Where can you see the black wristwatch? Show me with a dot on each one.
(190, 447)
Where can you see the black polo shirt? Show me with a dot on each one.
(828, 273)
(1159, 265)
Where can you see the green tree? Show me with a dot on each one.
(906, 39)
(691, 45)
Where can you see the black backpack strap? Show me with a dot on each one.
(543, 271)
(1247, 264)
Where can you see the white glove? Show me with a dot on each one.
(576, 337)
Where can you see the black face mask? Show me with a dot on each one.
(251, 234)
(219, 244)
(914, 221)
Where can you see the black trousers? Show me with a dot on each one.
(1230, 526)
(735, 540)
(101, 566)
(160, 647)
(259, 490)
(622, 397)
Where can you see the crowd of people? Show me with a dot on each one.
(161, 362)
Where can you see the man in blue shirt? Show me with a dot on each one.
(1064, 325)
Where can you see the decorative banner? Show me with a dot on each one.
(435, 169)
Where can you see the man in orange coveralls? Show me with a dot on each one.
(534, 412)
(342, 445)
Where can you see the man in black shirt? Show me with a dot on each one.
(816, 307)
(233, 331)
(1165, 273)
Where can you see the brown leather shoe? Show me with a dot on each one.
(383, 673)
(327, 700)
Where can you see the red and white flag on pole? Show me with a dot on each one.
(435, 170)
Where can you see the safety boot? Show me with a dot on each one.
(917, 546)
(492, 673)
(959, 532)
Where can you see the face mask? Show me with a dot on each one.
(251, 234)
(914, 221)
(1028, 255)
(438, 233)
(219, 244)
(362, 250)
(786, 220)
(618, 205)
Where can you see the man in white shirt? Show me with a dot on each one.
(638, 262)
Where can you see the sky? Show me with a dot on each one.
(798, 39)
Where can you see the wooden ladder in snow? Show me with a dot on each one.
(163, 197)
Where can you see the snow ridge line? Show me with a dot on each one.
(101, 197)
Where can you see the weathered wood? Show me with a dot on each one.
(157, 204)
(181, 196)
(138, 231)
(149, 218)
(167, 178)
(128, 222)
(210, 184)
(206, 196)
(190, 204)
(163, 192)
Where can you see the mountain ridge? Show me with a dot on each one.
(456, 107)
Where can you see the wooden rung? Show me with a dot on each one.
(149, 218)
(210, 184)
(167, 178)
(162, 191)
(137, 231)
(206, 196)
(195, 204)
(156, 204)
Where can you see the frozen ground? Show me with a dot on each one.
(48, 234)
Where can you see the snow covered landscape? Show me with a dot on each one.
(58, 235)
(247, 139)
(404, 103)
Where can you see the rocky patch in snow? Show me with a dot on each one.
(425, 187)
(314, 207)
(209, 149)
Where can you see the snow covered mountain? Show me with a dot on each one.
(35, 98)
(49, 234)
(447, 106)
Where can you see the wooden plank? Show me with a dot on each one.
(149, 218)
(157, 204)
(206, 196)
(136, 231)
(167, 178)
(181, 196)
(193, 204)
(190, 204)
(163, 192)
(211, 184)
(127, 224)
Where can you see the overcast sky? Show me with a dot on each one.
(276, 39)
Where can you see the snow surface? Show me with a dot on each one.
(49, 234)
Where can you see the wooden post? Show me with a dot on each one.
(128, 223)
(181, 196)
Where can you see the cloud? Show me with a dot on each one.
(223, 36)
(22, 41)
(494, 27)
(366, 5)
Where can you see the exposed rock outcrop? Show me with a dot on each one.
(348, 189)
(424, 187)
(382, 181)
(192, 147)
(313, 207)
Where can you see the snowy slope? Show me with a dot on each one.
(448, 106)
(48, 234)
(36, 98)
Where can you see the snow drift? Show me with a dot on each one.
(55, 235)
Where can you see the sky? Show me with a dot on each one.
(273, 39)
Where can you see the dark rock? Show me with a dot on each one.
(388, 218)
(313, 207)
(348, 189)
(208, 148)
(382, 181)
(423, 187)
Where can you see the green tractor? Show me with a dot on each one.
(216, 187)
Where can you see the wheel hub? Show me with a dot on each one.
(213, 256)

☆ ☆ ☆ ☆

- **AIM OF THE EXERCISE**: Repeat precisely the lines of the data starting at the one containing "Where can you see the rocky", last line included.

- **ANSWER TO THIS PROBLEM**:
Where can you see the rocky patch in snow? Show me with a dot on each one.
(425, 187)
(314, 207)
(209, 149)
Where can you see the snow covered mountain? Show me with a dot on each one.
(35, 98)
(49, 234)
(447, 106)
Where can you see the wooden plank? Show me with a dot on each one.
(149, 218)
(157, 204)
(206, 196)
(136, 231)
(167, 178)
(181, 196)
(193, 204)
(190, 204)
(163, 192)
(211, 184)
(127, 224)
Where can you see the overcast sky? Show me with a dot on each one.
(276, 39)
Where can you see the snow surface? Show me with a dot on each one.
(49, 234)
Where can you see the wooden post? Show me with a dot on each one.
(128, 223)
(181, 196)
Where can you see the cloud? Show me with a dot on each one.
(223, 36)
(22, 41)
(494, 27)
(366, 5)
Where can you see the exposed rock outcrop? Show me with a dot on each one.
(348, 189)
(424, 187)
(382, 181)
(192, 147)
(313, 207)
Where can you see the snowy slope? Show me with a dot on each one.
(448, 106)
(48, 234)
(36, 98)
Where can you see the snow drift? Show me with a dot on each one.
(55, 235)
Where can you see the sky? Show me with a dot on each one.
(273, 39)
Where can you see the dark rock? Show me with a dot on each one.
(388, 218)
(313, 207)
(348, 189)
(208, 148)
(382, 181)
(423, 187)
Where can you see the green tractor? Show me with a dot on each one.
(216, 187)
Where can you see the wheel hub? Show me with a dot on each one.
(213, 256)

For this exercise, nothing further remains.